** Begin INFORMATION SUPPLIED **

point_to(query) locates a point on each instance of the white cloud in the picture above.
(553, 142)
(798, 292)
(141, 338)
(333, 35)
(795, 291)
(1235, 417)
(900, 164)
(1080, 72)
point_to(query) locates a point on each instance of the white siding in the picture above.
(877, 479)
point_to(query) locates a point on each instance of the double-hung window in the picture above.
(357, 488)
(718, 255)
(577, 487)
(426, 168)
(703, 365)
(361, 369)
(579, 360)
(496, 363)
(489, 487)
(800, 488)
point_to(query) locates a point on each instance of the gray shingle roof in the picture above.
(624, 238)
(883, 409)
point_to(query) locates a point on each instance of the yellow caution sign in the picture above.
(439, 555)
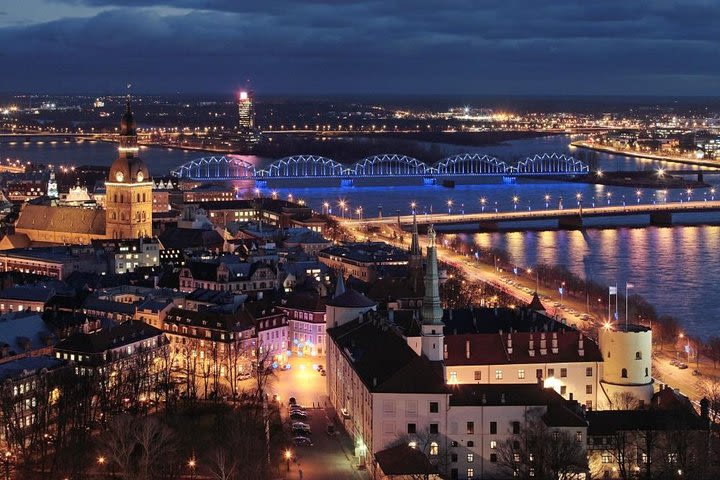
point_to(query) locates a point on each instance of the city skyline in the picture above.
(361, 47)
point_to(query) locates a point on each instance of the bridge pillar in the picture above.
(572, 223)
(661, 219)
(488, 226)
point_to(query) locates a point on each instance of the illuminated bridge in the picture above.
(379, 166)
(660, 214)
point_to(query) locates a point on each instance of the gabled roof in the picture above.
(306, 301)
(384, 361)
(109, 338)
(28, 293)
(403, 460)
(62, 219)
(351, 299)
(492, 348)
(16, 369)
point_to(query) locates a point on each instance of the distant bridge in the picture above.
(660, 214)
(379, 166)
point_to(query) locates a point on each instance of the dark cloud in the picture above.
(334, 46)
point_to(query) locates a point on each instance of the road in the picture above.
(568, 309)
(542, 214)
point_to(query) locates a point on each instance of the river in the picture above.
(675, 268)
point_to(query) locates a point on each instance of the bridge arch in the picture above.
(551, 163)
(390, 164)
(298, 166)
(226, 167)
(471, 164)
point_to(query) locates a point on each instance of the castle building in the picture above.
(129, 204)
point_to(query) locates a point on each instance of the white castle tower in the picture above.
(431, 313)
(627, 365)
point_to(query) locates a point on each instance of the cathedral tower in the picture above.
(431, 313)
(128, 188)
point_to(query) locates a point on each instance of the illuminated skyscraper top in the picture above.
(246, 111)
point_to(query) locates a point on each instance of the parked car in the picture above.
(301, 432)
(301, 441)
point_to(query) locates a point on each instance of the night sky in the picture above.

** End INFORMATION SUPPLIED **

Put each line of the items above into a JSON list of strings, one string per line. Leave out blank lines and the pictures.

[
  "point_to(query) locates a point on each instance of the white cloud in the picture above.",
  "(553, 142)",
  "(798, 292)",
  "(141, 338)",
  "(333, 35)",
  "(795, 291)",
  "(1235, 417)",
  "(900, 164)",
  "(1080, 72)",
  "point_to(query) locates a point on each instance of the white siding in the picture above.",
  "(877, 479)",
  "point_to(query) locates a point on each instance of the double-hung window in the picture above.",
  "(357, 488)",
  "(718, 255)",
  "(577, 487)",
  "(426, 168)",
  "(703, 365)",
  "(361, 369)",
  "(579, 360)",
  "(496, 363)",
  "(489, 487)",
  "(800, 488)",
  "point_to(query) locates a point on each instance of the gray shingle roof in the picture above.",
  "(624, 238)",
  "(883, 409)",
  "point_to(query) locates a point on each instance of the yellow caution sign in the picture above.",
  "(439, 555)",
  "point_to(query) locates a point on each instance of the city skyline in the picture above.",
  "(361, 47)",
  "point_to(query) locates a point on each instance of the bridge pillar in the picture above.",
  "(572, 223)",
  "(661, 219)",
  "(488, 226)",
  "point_to(query) locates a point on each instance of the illuminated bridge in the picture above.",
  "(379, 166)",
  "(660, 214)",
  "point_to(query) locates a point on each instance of the gabled roof in the picture above.",
  "(306, 301)",
  "(384, 361)",
  "(109, 338)",
  "(28, 293)",
  "(403, 460)",
  "(62, 219)",
  "(351, 299)",
  "(492, 348)",
  "(16, 369)",
  "point_to(query) locates a point on each instance of the distant bridge in the picture above.",
  "(660, 214)",
  "(379, 166)",
  "point_to(query) locates a point on each instance of the dark cloud in the picture above.",
  "(334, 46)",
  "point_to(query) locates a point on each instance of the road in the picture above.",
  "(568, 309)",
  "(542, 214)",
  "point_to(query) locates a point on each instance of the river in the picture above.",
  "(675, 268)",
  "point_to(query) locates a point on each instance of the bridge arch in the picture above.",
  "(551, 163)",
  "(390, 164)",
  "(298, 166)",
  "(226, 167)",
  "(471, 164)",
  "point_to(query) locates a point on each instance of the castle building in the picture above.",
  "(129, 204)",
  "point_to(query) locates a point on each instance of the white castle tower in the picture above.",
  "(431, 313)",
  "(627, 365)",
  "point_to(query) locates a point on each instance of the cathedral tower in the picture above.",
  "(431, 313)",
  "(128, 188)",
  "point_to(query) locates a point on each instance of the illuminated skyscraper top in the picture above.",
  "(246, 111)",
  "point_to(query) locates a point on each instance of the parked car in the picture above.",
  "(301, 432)",
  "(301, 441)",
  "point_to(query) locates a point on each instance of the night sky in the picture above."
]